• Available data:
=-=-=-=-=

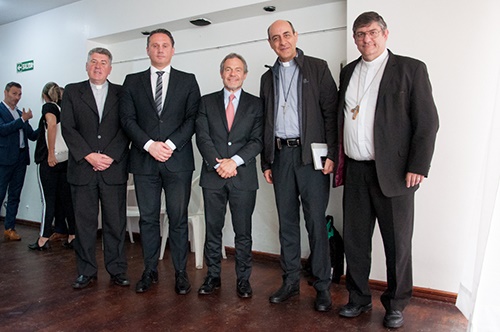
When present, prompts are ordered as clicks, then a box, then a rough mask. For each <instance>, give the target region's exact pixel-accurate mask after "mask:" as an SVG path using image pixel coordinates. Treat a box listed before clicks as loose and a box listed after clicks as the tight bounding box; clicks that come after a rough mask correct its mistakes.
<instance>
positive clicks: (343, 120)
mask: <svg viewBox="0 0 500 332" xmlns="http://www.w3.org/2000/svg"><path fill="white" fill-rule="evenodd" d="M360 60H361V58H358V59H357V60H355V61H353V62H351V63H350V64H348V65H347V66H346V67H345V68H344V69H343V70H342V72H341V73H340V90H339V107H338V114H337V115H338V118H337V119H338V128H339V130H338V133H339V135H338V137H337V138H338V139H339V142H342V139H343V137H342V133H343V127H344V103H345V93H346V90H347V86H348V85H349V81H350V79H351V76H352V73H353V72H354V68H355V67H356V64H357V63H358V62H359V61H360ZM374 126H375V128H374V141H375V165H376V169H377V177H378V180H379V183H380V188H381V189H382V192H383V193H384V195H386V196H388V197H394V196H399V195H404V194H407V193H410V192H413V191H415V190H417V189H418V186H415V187H413V188H406V184H405V176H406V173H407V172H412V173H416V174H421V175H424V176H427V175H428V173H429V169H430V166H431V159H432V155H433V153H434V143H435V141H436V134H437V131H438V127H439V119H438V114H437V109H436V105H435V104H434V99H433V97H432V88H431V83H430V81H429V75H428V74H427V68H426V66H425V64H424V63H423V62H421V61H419V60H416V59H412V58H408V57H403V56H399V55H394V54H393V53H392V52H390V51H389V59H388V61H387V65H386V67H385V70H384V74H383V76H382V80H381V82H380V88H379V94H378V97H377V106H376V109H375V125H374ZM336 155H338V154H336ZM337 161H338V160H337ZM336 164H338V163H337V162H336ZM338 171H343V170H338Z"/></svg>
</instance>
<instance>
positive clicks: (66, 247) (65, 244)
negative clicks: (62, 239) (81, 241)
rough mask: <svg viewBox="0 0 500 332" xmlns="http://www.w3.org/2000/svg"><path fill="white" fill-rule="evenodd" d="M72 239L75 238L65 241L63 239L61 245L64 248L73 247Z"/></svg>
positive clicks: (68, 248) (72, 242) (71, 247)
mask: <svg viewBox="0 0 500 332" xmlns="http://www.w3.org/2000/svg"><path fill="white" fill-rule="evenodd" d="M73 241H75V240H71V241H68V240H66V241H64V242H63V247H64V248H66V249H74V247H73Z"/></svg>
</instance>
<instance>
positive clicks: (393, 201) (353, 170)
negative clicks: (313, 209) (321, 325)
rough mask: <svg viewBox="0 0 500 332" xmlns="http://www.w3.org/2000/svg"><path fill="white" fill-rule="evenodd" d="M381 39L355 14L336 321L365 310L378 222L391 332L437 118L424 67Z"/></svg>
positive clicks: (425, 70) (341, 93) (409, 260)
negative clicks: (344, 257)
mask: <svg viewBox="0 0 500 332" xmlns="http://www.w3.org/2000/svg"><path fill="white" fill-rule="evenodd" d="M388 35H389V31H388V30H387V25H386V23H385V22H384V20H383V18H382V17H381V16H380V15H378V14H377V13H375V12H366V13H363V14H361V15H360V16H359V17H358V18H357V19H356V20H355V21H354V25H353V37H354V42H355V43H356V46H357V47H358V50H359V51H360V52H361V57H360V58H359V59H357V60H355V61H353V62H352V63H350V64H349V65H347V66H346V67H345V68H344V69H343V70H342V72H341V75H340V93H339V96H340V98H339V101H340V103H339V107H338V124H339V125H338V129H339V136H338V139H339V141H340V143H341V144H342V142H343V148H344V151H345V153H346V160H345V168H346V170H345V187H344V243H345V254H346V259H347V278H346V285H347V289H348V290H349V303H348V304H347V305H345V306H344V307H342V309H341V310H340V312H339V313H340V315H341V316H344V317H356V316H358V315H360V314H361V313H362V312H365V311H368V310H370V309H371V307H372V303H371V293H370V287H369V284H368V277H369V274H370V266H371V238H372V235H373V229H374V226H375V219H377V220H378V224H379V227H380V232H381V234H382V240H383V242H384V248H385V255H386V264H387V289H386V291H385V292H384V293H383V294H382V297H381V300H382V303H383V305H384V307H385V310H386V314H385V317H384V322H383V323H384V325H385V326H386V327H388V328H398V327H400V326H402V325H403V323H404V320H403V314H402V311H403V309H404V308H405V306H406V305H407V304H408V302H409V300H410V297H411V293H412V288H413V285H412V266H411V238H412V234H413V210H414V194H415V191H416V190H417V189H418V187H419V185H420V184H421V183H422V181H423V180H424V177H426V176H427V174H428V172H429V168H430V164H431V158H432V154H433V152H434V142H435V139H436V133H437V130H438V115H437V110H436V106H435V104H434V101H433V98H432V91H431V84H430V82H429V77H428V74H427V69H426V66H425V64H424V63H422V62H421V61H418V60H415V59H412V58H408V57H402V56H398V55H394V54H393V53H391V52H390V51H388V50H387V49H386V47H385V44H386V41H387V38H388ZM337 164H338V163H337ZM338 172H342V170H338Z"/></svg>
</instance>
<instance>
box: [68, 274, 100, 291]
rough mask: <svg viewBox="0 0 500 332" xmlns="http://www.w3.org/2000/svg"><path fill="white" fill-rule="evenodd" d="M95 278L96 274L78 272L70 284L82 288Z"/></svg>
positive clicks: (87, 285) (96, 279)
mask: <svg viewBox="0 0 500 332" xmlns="http://www.w3.org/2000/svg"><path fill="white" fill-rule="evenodd" d="M96 280H97V277H96V276H84V275H83V274H80V275H79V276H78V278H76V280H75V282H74V283H73V285H72V286H73V288H74V289H82V288H85V287H87V286H89V285H91V284H92V283H93V282H94V281H96Z"/></svg>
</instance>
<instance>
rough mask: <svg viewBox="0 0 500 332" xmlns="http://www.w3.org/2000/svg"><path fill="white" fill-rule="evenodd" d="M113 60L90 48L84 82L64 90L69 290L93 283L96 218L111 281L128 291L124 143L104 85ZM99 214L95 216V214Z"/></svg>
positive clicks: (106, 81)
mask: <svg viewBox="0 0 500 332" xmlns="http://www.w3.org/2000/svg"><path fill="white" fill-rule="evenodd" d="M112 60H113V57H112V55H111V53H110V52H109V51H108V50H107V49H105V48H100V47H99V48H94V49H92V50H90V51H89V53H88V58H87V64H86V69H87V74H88V77H89V79H88V80H86V81H83V82H79V83H73V84H69V85H67V86H66V89H65V92H64V96H63V100H62V104H61V109H62V110H61V126H62V134H63V137H64V140H65V141H66V143H67V145H68V147H69V151H70V156H69V161H68V182H69V183H70V185H71V194H72V199H73V206H74V210H75V224H76V239H75V245H74V246H75V251H76V258H77V269H78V274H79V276H78V278H77V279H76V280H75V282H74V283H73V288H75V289H81V288H85V287H87V286H88V285H90V284H91V283H93V282H94V281H95V280H96V279H97V262H96V257H95V250H96V237H97V228H98V215H99V213H101V216H102V238H103V242H104V263H105V266H106V270H107V271H108V273H109V274H110V276H111V281H112V282H114V283H115V284H117V285H119V286H128V285H130V282H129V280H128V277H127V260H126V256H125V248H124V243H125V228H126V195H127V179H128V173H127V161H128V160H127V159H128V151H129V140H128V138H127V136H126V135H125V133H124V132H123V130H122V129H121V125H120V118H119V100H118V98H119V94H120V91H121V87H120V86H119V85H116V84H113V83H111V82H109V81H108V80H107V78H108V75H109V73H110V72H111V62H112ZM99 211H100V212H99Z"/></svg>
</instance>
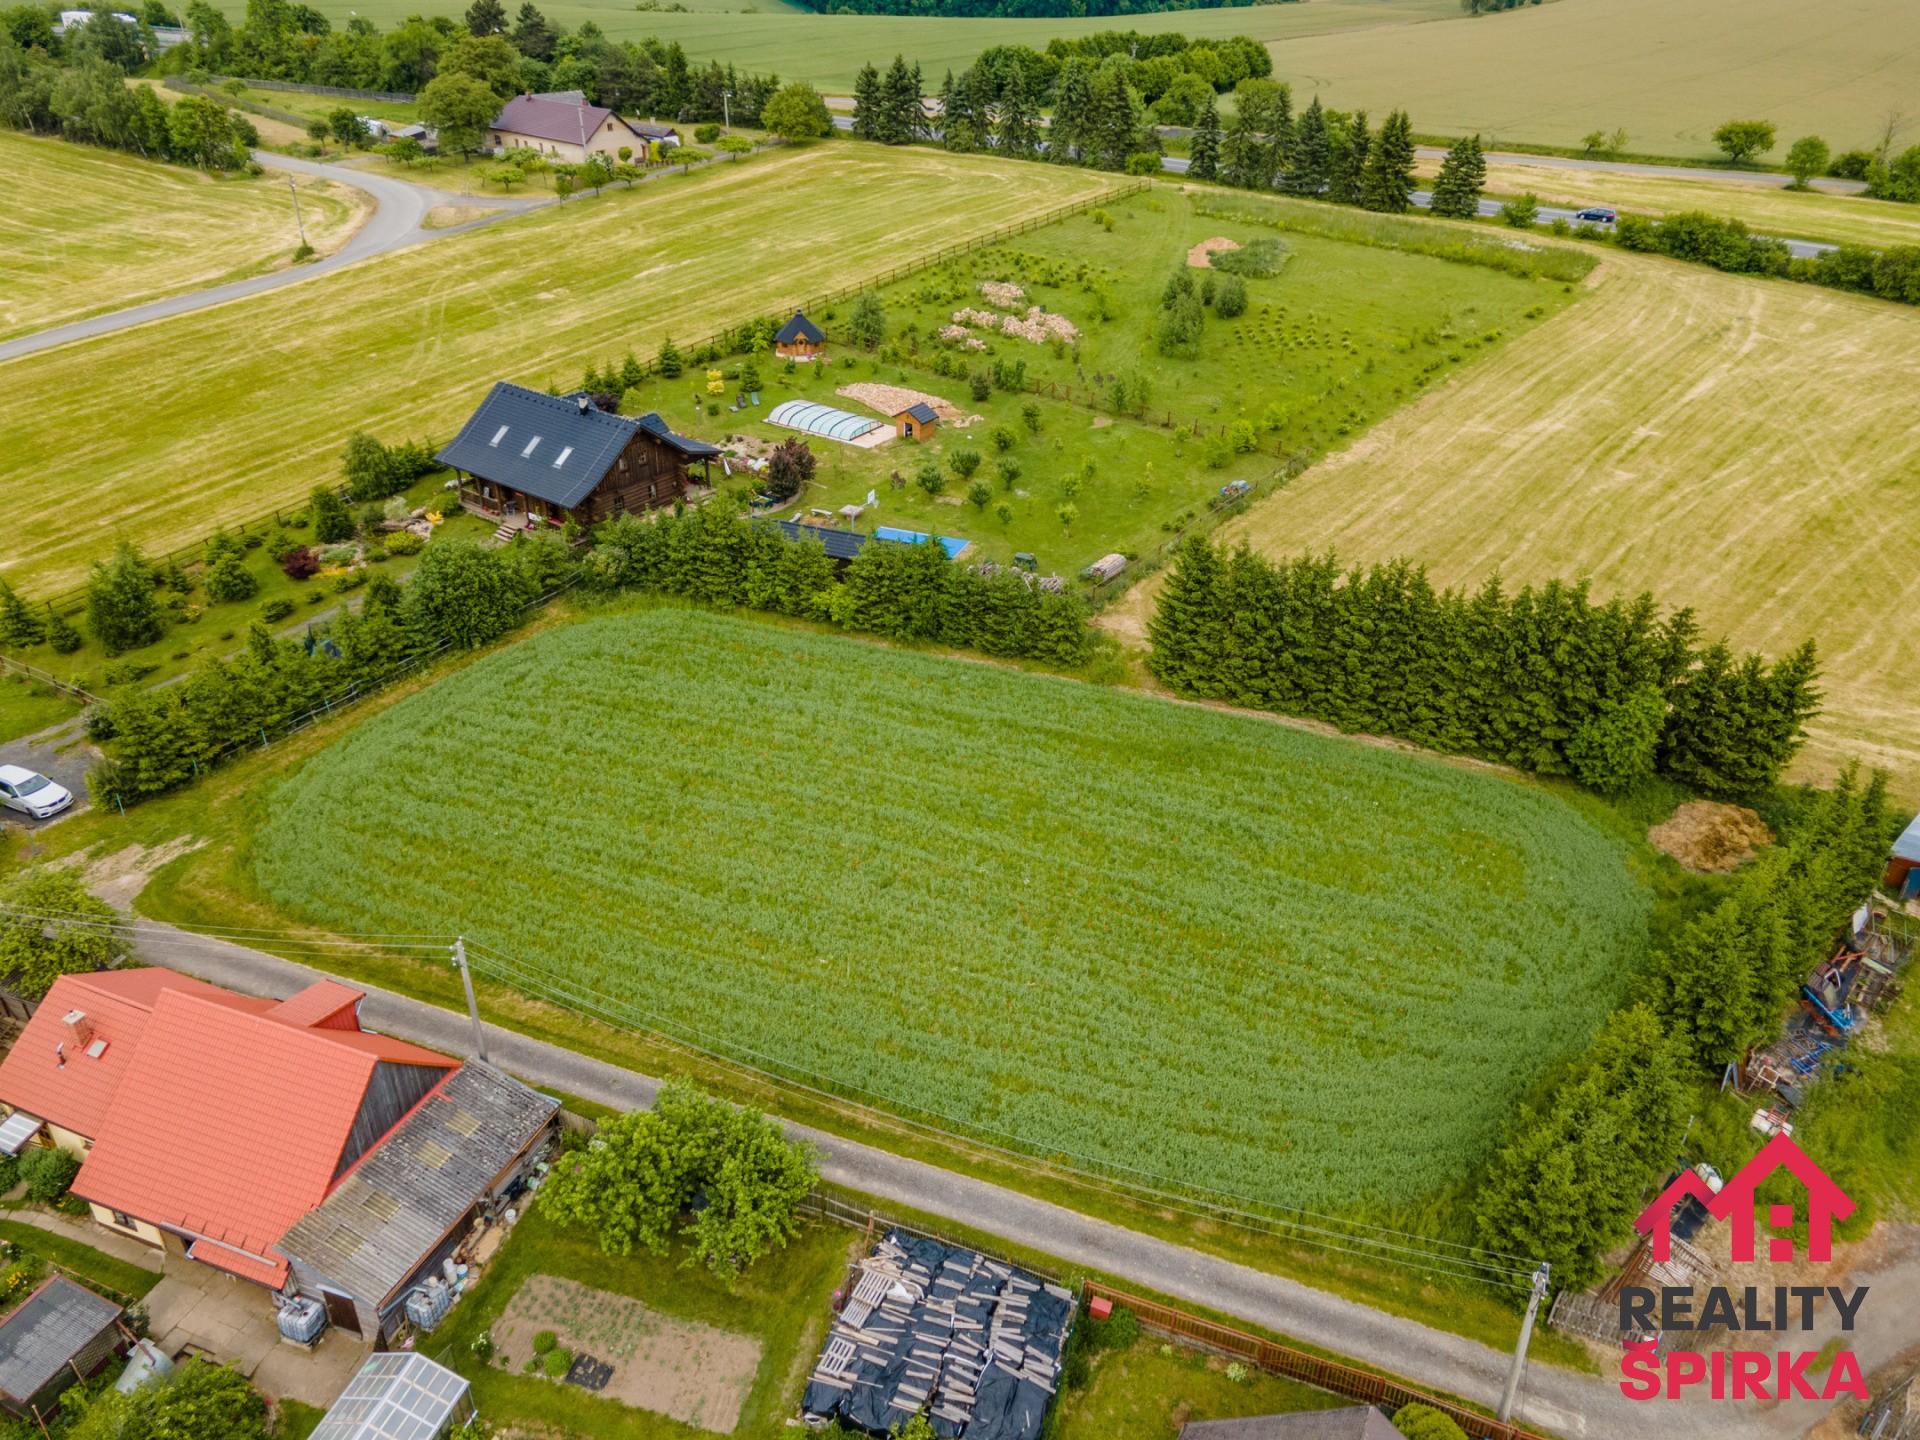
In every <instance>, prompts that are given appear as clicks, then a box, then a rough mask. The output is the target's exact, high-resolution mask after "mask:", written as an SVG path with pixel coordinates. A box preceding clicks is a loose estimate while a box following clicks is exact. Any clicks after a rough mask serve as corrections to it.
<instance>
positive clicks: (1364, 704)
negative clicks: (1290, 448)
mask: <svg viewBox="0 0 1920 1440" xmlns="http://www.w3.org/2000/svg"><path fill="white" fill-rule="evenodd" d="M1148 636H1150V637H1152V645H1154V649H1152V655H1150V659H1148V668H1150V670H1152V672H1154V674H1156V676H1158V678H1160V680H1162V682H1165V684H1167V685H1171V687H1173V689H1177V691H1181V693H1183V695H1198V697H1206V699H1219V701H1231V703H1235V705H1246V707H1254V708H1261V710H1281V712H1284V714H1296V716H1306V718H1311V720H1325V722H1329V724H1334V726H1338V728H1340V730H1348V732H1371V733H1380V735H1398V737H1402V739H1409V741H1415V743H1417V745H1427V747H1432V749H1438V751H1452V753H1457V755H1476V756H1482V758H1486V760H1498V762H1501V764H1511V766H1517V768H1521V770H1532V772H1538V774H1548V776H1576V778H1578V780H1580V781H1584V783H1586V785H1592V787H1594V789H1597V791H1603V793H1619V791H1622V789H1628V787H1630V785H1634V783H1636V781H1640V780H1644V778H1645V776H1649V774H1655V772H1659V774H1665V776H1668V778H1672V780H1678V781H1680V783H1684V785H1690V787H1692V789H1697V791H1701V793H1707V795H1747V793H1753V791H1759V789H1764V787H1766V785H1770V783H1772V781H1774V780H1776V778H1778V776H1780V772H1782V768H1784V766H1786V762H1788V760H1789V758H1793V755H1795V751H1797V749H1799V745H1801V743H1803V737H1805V724H1807V720H1809V716H1812V714H1814V708H1816V705H1818V691H1816V689H1814V680H1816V676H1818V664H1816V660H1814V647H1812V641H1807V643H1805V645H1803V647H1801V649H1799V651H1795V653H1793V655H1789V657H1786V659H1784V660H1780V662H1776V664H1766V660H1763V659H1761V657H1759V655H1747V657H1734V653H1732V651H1730V649H1728V647H1726V645H1724V643H1713V645H1701V643H1699V628H1697V624H1695V620H1693V614H1692V611H1674V612H1668V614H1661V612H1659V607H1657V605H1655V603H1653V597H1651V595H1640V597H1636V599H1632V601H1622V599H1613V601H1607V603H1605V605H1599V603H1594V599H1592V597H1590V595H1588V588H1586V584H1580V586H1567V584H1561V582H1551V584H1546V586H1542V588H1538V589H1534V588H1524V589H1521V591H1517V593H1507V591H1505V589H1503V588H1501V584H1500V580H1498V578H1494V580H1488V582H1486V586H1482V588H1480V589H1478V591H1475V593H1465V591H1455V589H1446V591H1438V589H1434V586H1432V582H1430V580H1428V578H1427V572H1425V570H1423V568H1419V566H1415V564H1411V563H1407V561H1396V563H1392V564H1377V566H1371V568H1354V570H1342V566H1340V564H1338V561H1336V559H1334V557H1332V555H1331V553H1329V555H1321V557H1315V555H1302V557H1296V559H1288V561H1267V559H1263V557H1260V555H1254V553H1252V551H1250V549H1246V547H1244V545H1242V547H1240V549H1235V551H1229V549H1225V547H1215V545H1212V543H1208V541H1206V540H1200V538H1192V540H1188V541H1187V543H1185V545H1181V549H1179V557H1177V564H1175V566H1173V572H1171V574H1169V578H1167V586H1165V589H1164V591H1162V595H1160V603H1158V609H1156V612H1154V618H1152V622H1150V626H1148Z"/></svg>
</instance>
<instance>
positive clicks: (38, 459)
mask: <svg viewBox="0 0 1920 1440" xmlns="http://www.w3.org/2000/svg"><path fill="white" fill-rule="evenodd" d="M1008 175H1018V179H1020V184H1006V182H1004V180H1006V177H1008ZM1112 180H1114V177H1108V175H1098V173H1091V171H1069V169H1054V167H1043V165H1014V163H1008V161H993V159H975V157H968V156H945V154H937V152H920V150H916V152H910V154H902V152H889V150H881V148H877V146H852V144H824V146H812V148H795V150H781V152H776V154H772V156H766V157H758V159H751V161H743V163H739V165H716V167H710V169H707V171H695V173H693V175H687V177H666V179H660V180H655V182H651V184H643V186H637V188H634V190H609V192H607V194H603V196H599V198H593V196H584V198H578V200H572V202H568V204H566V205H557V207H551V209H543V211H540V213H534V215H526V217H516V219H509V221H501V223H499V225H493V227H488V228H484V230H476V232H472V234H461V236H451V238H447V240H438V242H434V244H432V246H422V248H417V250H409V252H399V253H394V255H382V257H378V259H374V261H367V263H365V265H355V267H349V269H346V271H336V273H332V275H326V276H321V278H315V280H309V282H307V284H301V286H296V288H292V290H280V292H273V294H265V296H257V298H253V300H246V301H238V303H232V305H223V307H217V309H209V311H198V313H194V315H182V317H179V319H173V321H169V323H167V324H165V326H163V328H138V330H125V332H117V334H109V336H100V338H96V340H88V342H81V344H73V346H63V348H60V349H54V351H44V353H38V355H27V357H21V359H15V361H8V363H6V365H0V430H4V432H6V436H8V461H10V467H12V470H13V474H17V476H21V478H19V480H17V482H13V484H12V490H10V493H12V497H13V501H15V505H17V509H15V516H17V522H15V524H13V526H10V532H8V536H6V541H4V547H0V572H4V574H6V576H8V580H12V582H13V584H15V588H21V589H25V591H29V593H33V591H42V593H44V591H48V589H56V588H63V586H69V584H73V582H77V580H79V578H81V576H83V574H84V568H86V564H88V563H90V561H92V559H96V557H98V555H102V553H104V551H106V549H109V547H111V543H113V540H115V536H129V538H132V540H138V541H140V543H142V545H146V547H150V549H154V551H159V549H171V547H175V545H184V543H190V541H198V540H200V538H204V536H205V534H207V530H211V528H213V524H215V522H219V520H240V518H252V516H257V515H261V513H263V511H271V509H273V507H275V505H278V503H290V501H292V503H298V501H303V499H305V495H307V492H309V490H311V488H313V486H315V484H319V482H323V480H324V482H330V480H338V474H340V451H342V447H344V445H346V440H348V436H349V434H351V432H353V430H369V432H372V434H376V436H380V438H384V440H403V438H409V436H411V438H417V440H445V438H449V436H451V434H453V430H455V428H457V426H459V422H461V420H465V419H467V415H468V413H470V411H472V407H474V405H476V403H478V401H480V397H482V396H484V394H486V388H488V386H490V384H492V382H493V380H497V378H507V380H520V382H524V384H532V386H540V388H543V386H545V384H547V382H549V380H568V382H570V380H572V378H576V376H578V371H580V363H582V359H584V357H593V355H605V353H609V351H612V353H616V355H618V353H622V351H626V349H628V348H634V349H637V351H639V353H643V355H645V353H653V349H655V348H657V346H659V342H660V338H662V334H666V332H672V334H674V336H678V338H680V340H684V342H687V340H695V338H703V336H707V334H708V332H712V330H716V328H720V326H724V324H732V323H737V321H743V319H749V317H753V315H758V313H764V311H772V309H780V305H781V303H787V305H791V303H795V301H797V300H803V298H804V296H808V294H816V292H820V290H828V288H833V286H841V284H847V282H851V280H856V278H858V276H862V275H877V273H879V271H883V269H887V267H891V265H900V263H902V261H908V259H914V257H916V255H922V253H927V252H933V250H939V248H941V246H947V244H952V242H956V240H962V238H966V236H970V234H979V232H983V230H991V228H995V227H998V225H1004V223H1008V221H1014V219H1020V217H1023V215H1033V213H1037V211H1043V209H1046V207H1050V205H1056V204H1062V202H1071V200H1079V198H1087V196H1094V194H1100V192H1102V190H1104V188H1106V186H1108V184H1112ZM797 205H801V207H803V211H804V215H806V223H804V225H797V223H793V215H795V207H797ZM104 374H150V376H156V378H159V376H163V384H161V392H159V394H163V397H165V403H163V405H152V407H148V405H125V407H102V405H100V403H98V401H96V394H94V392H96V384H98V380H100V376H104Z"/></svg>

=-=-=-=-=

• Instructions to follow:
Pull out the stretch from the start of the entries through the line that contains "positive clicks: (343, 120)", copying those lines word for word. Leave the pictures out of your answer.

• Result:
When present, prompts are ordered as clicks, then a box, then a rough mask. For each <instance>, give the target region's exact pixel-accurate mask after "mask:" as an SVG path using image pixel coordinates. Treat a box listed before clicks as loose and a box listed after clicks as the tight bounding box; clicks that come after a rough mask correct its mistakes.
<instance>
positive clicks: (343, 120)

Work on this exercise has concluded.